Si Mr Hadley comptabilisait tous les anciens étudiants tués à la guerre, l’oncle Bob fera la nécrologie des amis de Bill morts du sida.
John Irving, en remarquable conteur, nous attache à cette histoire par la densité de ses personnages, le mystère de leur réelle nature et ce fil conducteur de la littérature et notamment du registre de Shakespeare. Le titre du roman est bien entendu une phrase de Richard II de Shakespeare  mais on découvre au fil des pièces de théâtre mises en scène par Richard Abbott, les personnages et thèmes de l’auteur anglais.
 » Est-ce une fille ou un garçon, telle est la question ? »
Le jeune William apprécie ces adultes qui l’ont guidé dans sa jeunesse. Il aime profondément son grand-père pour sa tolérance, son amitié fidèle et son goût des vêtements féminins. Il reconnaît en Richard un guide notamment vers la littérature. Il est reconnaissant à la mère d’Elaine de l’avoir aidé à s’assumer et à guérir ainsi son défaut de langage. Et bien évidemment, il sera éternellement amoureux de Miss Frost, cette énigmatique bibliothécaire qui l’a préparé à affronter les éventuelles attaques des hommes.

**Extraits de données:**
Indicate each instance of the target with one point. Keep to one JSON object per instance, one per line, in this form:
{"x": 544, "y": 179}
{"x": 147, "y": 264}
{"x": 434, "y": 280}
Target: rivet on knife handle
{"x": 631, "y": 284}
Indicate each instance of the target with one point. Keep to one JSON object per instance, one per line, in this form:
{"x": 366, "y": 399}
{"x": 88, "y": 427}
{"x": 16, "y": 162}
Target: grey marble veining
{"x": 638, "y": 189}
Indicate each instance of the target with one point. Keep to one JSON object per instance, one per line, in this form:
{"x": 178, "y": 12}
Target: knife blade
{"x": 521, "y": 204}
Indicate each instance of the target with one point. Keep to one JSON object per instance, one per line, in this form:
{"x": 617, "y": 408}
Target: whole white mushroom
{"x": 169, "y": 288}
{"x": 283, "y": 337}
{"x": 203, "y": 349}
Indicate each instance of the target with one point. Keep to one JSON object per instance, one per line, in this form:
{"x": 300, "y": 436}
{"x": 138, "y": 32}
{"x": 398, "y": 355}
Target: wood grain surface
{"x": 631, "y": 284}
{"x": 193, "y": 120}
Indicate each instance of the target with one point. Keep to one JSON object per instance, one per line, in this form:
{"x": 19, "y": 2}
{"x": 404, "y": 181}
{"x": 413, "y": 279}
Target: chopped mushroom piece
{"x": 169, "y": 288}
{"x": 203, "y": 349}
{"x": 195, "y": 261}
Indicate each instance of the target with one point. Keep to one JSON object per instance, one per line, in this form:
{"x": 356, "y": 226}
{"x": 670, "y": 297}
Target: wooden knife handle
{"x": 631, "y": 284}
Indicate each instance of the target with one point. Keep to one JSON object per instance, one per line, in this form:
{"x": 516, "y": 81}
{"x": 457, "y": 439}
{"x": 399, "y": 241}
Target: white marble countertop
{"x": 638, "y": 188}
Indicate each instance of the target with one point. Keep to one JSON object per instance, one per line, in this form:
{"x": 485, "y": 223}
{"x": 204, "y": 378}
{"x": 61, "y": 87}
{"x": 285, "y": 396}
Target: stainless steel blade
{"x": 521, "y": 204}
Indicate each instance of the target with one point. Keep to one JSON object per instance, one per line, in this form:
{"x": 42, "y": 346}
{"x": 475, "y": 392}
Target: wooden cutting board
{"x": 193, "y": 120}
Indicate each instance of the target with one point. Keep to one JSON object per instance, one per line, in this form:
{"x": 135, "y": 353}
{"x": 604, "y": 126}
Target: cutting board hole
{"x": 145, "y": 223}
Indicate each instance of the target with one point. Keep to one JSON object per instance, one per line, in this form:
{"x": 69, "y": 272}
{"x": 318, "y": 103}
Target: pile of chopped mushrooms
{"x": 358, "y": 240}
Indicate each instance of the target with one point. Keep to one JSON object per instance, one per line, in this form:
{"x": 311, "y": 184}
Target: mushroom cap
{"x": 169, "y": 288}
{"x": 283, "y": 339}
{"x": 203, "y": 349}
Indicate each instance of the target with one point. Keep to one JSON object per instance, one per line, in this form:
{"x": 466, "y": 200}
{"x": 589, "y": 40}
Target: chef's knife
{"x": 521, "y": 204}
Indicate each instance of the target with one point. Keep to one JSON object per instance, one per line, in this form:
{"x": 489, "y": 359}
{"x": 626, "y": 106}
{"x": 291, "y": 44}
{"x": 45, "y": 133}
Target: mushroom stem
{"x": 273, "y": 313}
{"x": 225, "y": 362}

**À faire:**
a) Énumérez, d'après le dernier paragraphe de l'extrait consacré au roman de John Irving, chacun des adultes qui, selon le texte, ont guidé le jeune William dans sa jeunesse.
b) Selon l'extrait consacré au roman de John Irving, de quelle œuvre provient la phrase qui sert de titre au roman ?

**Corrigé de l'exercice:**
a) Son grand-père, Richard, la mère d'Elaine, Miss Frost

b) De Richard II de Shakespeare.